**Your instructions:**
Transcribe the entries below with complete accuracy, excluding the pictures.

☆ ☆ ☆ ☆ ☆

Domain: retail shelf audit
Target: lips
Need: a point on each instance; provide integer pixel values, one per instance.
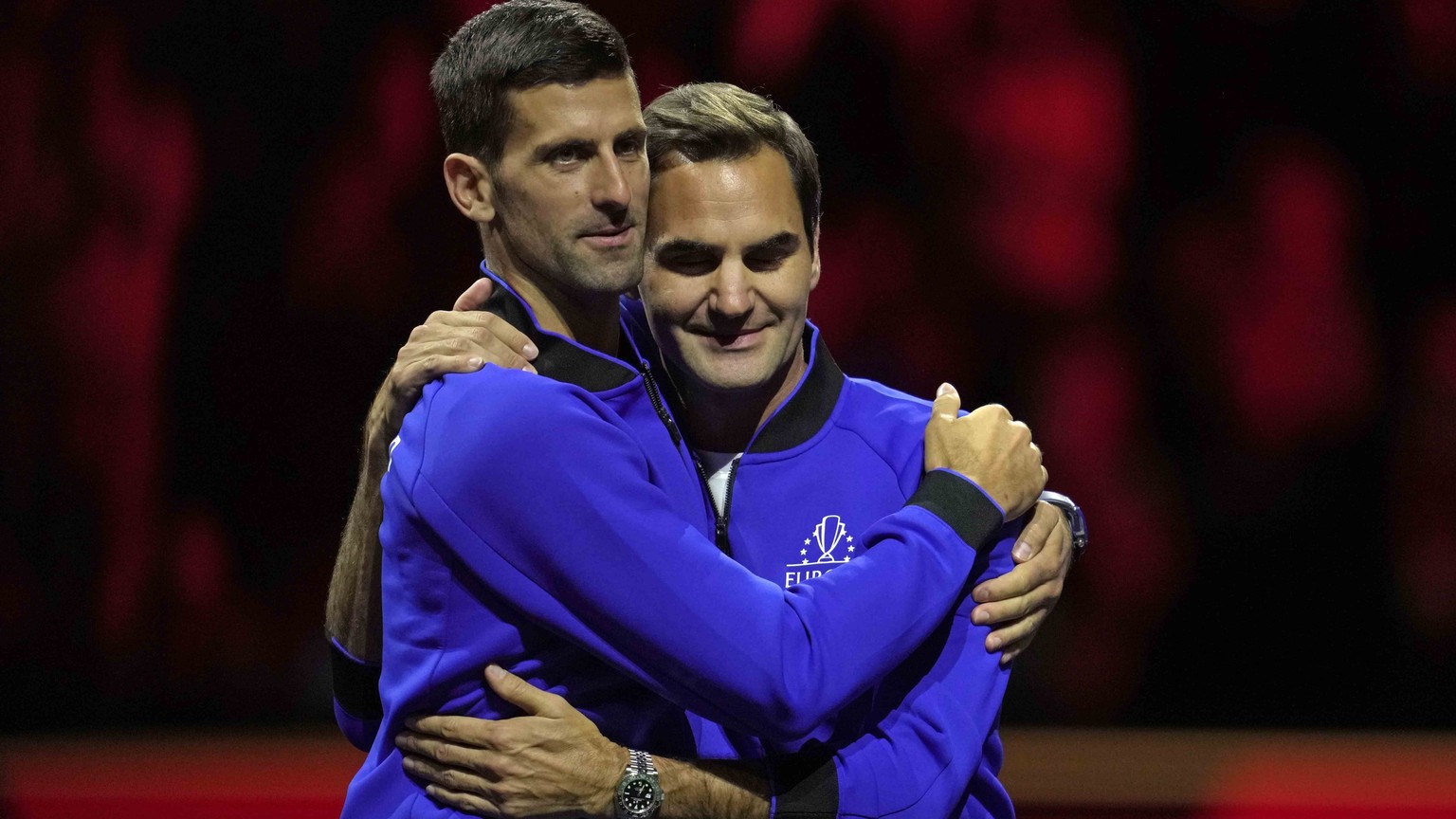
(731, 339)
(610, 236)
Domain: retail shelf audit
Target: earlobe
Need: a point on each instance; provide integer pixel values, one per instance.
(469, 187)
(814, 267)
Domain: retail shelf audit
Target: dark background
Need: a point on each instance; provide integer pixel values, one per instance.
(1203, 248)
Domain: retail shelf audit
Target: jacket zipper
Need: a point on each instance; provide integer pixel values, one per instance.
(657, 404)
(719, 518)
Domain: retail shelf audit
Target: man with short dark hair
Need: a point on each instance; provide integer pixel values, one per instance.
(734, 205)
(469, 528)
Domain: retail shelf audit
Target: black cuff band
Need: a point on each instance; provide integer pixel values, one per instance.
(355, 683)
(959, 503)
(806, 786)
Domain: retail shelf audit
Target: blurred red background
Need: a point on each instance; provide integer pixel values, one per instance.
(1205, 248)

☆ ☆ ☆ ☆ ☆

**Exercise answer:**
Domain: retail shelf audit
Target: lips
Need: a point on each instance; provide integer pixel values, one per instance.
(731, 339)
(610, 236)
Domain: retail shelf audit
Target: earlobe
Need: a point on each instance; provide integer pixel values, one per instance.
(469, 187)
(814, 267)
Domain: retail shelf audit
Target: dark background
Need: a point on each instance; provide integer pixel values, one per instance.
(1203, 248)
Domain: retail shelf audit
Target: jacket zipper
Need: a point on each instance; provide integer pixel values, one per instance.
(657, 404)
(719, 518)
Domain: retail shelf audit
Target: man with short dark hair
Need: a point on each instance; provide integer pixel values, one per instance.
(734, 205)
(469, 528)
Domain: retail shelf audit
Target: black cuff band
Need: a point on each instance; provide integer pixel values, one per instance.
(355, 683)
(959, 503)
(806, 786)
Domain: retail shelf audit
Target: blurred red background
Need: a point on each instance; provide integer pixel values, one per instance.
(1205, 248)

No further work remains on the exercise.